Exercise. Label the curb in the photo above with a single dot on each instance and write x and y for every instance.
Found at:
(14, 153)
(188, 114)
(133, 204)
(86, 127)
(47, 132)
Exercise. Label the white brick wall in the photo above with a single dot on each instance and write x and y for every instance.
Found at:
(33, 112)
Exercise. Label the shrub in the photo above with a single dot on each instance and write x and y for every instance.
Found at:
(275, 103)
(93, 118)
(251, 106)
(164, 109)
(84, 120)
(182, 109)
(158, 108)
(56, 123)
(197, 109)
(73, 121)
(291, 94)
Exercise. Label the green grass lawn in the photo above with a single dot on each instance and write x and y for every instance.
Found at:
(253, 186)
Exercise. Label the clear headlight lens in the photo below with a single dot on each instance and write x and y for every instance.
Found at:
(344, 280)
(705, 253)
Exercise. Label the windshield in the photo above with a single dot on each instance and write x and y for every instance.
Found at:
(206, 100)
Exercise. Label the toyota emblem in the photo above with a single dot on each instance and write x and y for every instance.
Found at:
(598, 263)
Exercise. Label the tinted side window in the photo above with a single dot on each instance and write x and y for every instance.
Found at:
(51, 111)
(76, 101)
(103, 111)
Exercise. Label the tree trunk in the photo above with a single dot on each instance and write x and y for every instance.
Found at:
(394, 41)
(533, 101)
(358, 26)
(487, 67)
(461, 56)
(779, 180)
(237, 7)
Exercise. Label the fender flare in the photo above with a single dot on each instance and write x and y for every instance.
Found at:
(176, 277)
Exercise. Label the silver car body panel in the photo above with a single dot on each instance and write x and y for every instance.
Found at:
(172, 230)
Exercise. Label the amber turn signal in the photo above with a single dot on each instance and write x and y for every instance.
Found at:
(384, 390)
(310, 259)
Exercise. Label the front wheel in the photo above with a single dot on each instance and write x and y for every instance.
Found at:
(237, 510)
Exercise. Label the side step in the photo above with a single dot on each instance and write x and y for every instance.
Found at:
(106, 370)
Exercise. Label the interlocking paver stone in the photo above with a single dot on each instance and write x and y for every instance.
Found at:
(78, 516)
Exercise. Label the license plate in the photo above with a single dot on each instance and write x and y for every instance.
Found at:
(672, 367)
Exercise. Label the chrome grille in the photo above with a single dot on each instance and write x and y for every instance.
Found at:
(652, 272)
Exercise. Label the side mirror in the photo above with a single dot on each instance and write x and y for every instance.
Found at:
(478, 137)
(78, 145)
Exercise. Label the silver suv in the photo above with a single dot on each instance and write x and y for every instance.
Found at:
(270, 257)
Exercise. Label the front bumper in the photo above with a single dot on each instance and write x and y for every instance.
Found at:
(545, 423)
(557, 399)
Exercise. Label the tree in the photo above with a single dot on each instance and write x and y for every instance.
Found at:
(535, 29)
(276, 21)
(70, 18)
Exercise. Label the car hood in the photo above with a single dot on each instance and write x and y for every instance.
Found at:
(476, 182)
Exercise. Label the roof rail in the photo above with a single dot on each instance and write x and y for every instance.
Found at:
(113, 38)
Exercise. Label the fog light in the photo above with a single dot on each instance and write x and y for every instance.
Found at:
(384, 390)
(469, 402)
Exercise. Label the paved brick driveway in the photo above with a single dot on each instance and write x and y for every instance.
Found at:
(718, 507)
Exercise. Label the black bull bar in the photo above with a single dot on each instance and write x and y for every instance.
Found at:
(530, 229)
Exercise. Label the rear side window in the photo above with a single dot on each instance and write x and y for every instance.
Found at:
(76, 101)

# # # #

#### DESCRIPTION OF THE TASK:
All of the data above should be output exactly.

#### ANSWER FOR THIS EXERCISE:
Exercise. Label the curb in the photo above with a single dot on each instance and write x and y for every instance.
Found at:
(14, 153)
(188, 114)
(133, 204)
(86, 127)
(47, 132)
Exercise. Label the white brick wall in the photo above with a single dot on each instance and write x and y for every instance.
Found at:
(33, 112)
Exercise. Label the shrub in the photo above with a single dot on each instance and write x and y for every instance.
Found at:
(275, 103)
(93, 118)
(251, 106)
(164, 109)
(84, 120)
(182, 109)
(158, 108)
(56, 123)
(197, 109)
(73, 121)
(291, 94)
Exercise. Label the green grass lawn in the photo above with a single dot on each instance and write x and y for every instance.
Found at:
(253, 186)
Exercise. Label the clear headlight lens in the photo below with a single dot on each instance and write x and y for every instance.
Found at:
(344, 280)
(705, 253)
Exercise. Label the windshield in the photo above with a single dot on each instance and write x and y for every instance.
Found at:
(206, 100)
Exercise. Label the toyota emblem in the photo above with a single dot on each instance and write x and y for every instance.
Found at:
(598, 263)
Exercise. Label the tinted side window in the photo above with a single dot on each instance and write x and y for every instance.
Found at:
(51, 111)
(76, 101)
(103, 111)
Exercise. Label the tree trunk in the photo above with a single dot on each instance and write x and y for every instance.
Found at:
(394, 41)
(533, 101)
(358, 26)
(487, 67)
(461, 56)
(779, 180)
(237, 7)
Exercise. Label the fender flare in the photo above with a single dot on each instance and write x and y for every instance.
Found at:
(176, 277)
Exercise. Label the silver car body panel in the photo above with a single dot on each instance and write x and y for every instance.
Found at:
(172, 230)
Exercise. Label the amber turn signal in the photo above with a single dot on each instance and write x and y for every instance.
Found at:
(384, 390)
(310, 259)
Exercise. Label the front wheel in the photo above with a single dot on each instance and write x and y for every instance.
Found at:
(237, 510)
Exercise. Label the side step in the photo above with a single dot on each instance and write x and y for every instance.
Found at:
(106, 370)
Exercise. Label the interlocking paver stone in the photo above with a single dot on each instance and write x and y for every instance.
Found at:
(78, 516)
Exercise. Label the license plate in the photo above with a single dot on each instance and write x and y for every instance.
Found at:
(672, 367)
Exercise. Label the chrome grille in the photo above with a single dot on each instance and write x and y for every instance.
Found at:
(652, 272)
Exercise. Label the side mirror in the photo above with a single dot on each instance and write x and y for every instance.
Found at:
(478, 137)
(78, 145)
Exercise. Label the silver suv in the photo above with a single dot on each instance and write x and y for every instance.
Found at:
(270, 257)
Exercise. Label the front bumper in the photo above with a single dot on each instance and write x and y for every instance.
Found at:
(545, 423)
(557, 399)
Exercise. Label the tree in the photo above with a single dot on each instance and write x and y for every instance.
Found at:
(535, 29)
(276, 21)
(70, 18)
Exercise. Label the car hood in the photo above with a single dot on each instance and write x and y for every instance.
Found at:
(476, 182)
Exercise. Label the roof rail in the photo above with a single dot on each instance and write x and y for every instance.
Found at:
(113, 38)
Exercise. Label the fog light in the photo above with a single dot on each instance and write x and y for every instance.
Found at:
(384, 390)
(469, 402)
Exercise. Label the paved brick driveway in the photo above with a single dot on each instance and write x and y for every instance.
Found at:
(718, 507)
Exercise. Label the black bull bar in the photo above with a single dot on each instance and write x and y for every instance.
Found at:
(530, 229)
Exercise. Label the rear side window in the photo above with a single dot on each instance and write x and y for every instance.
Found at:
(76, 101)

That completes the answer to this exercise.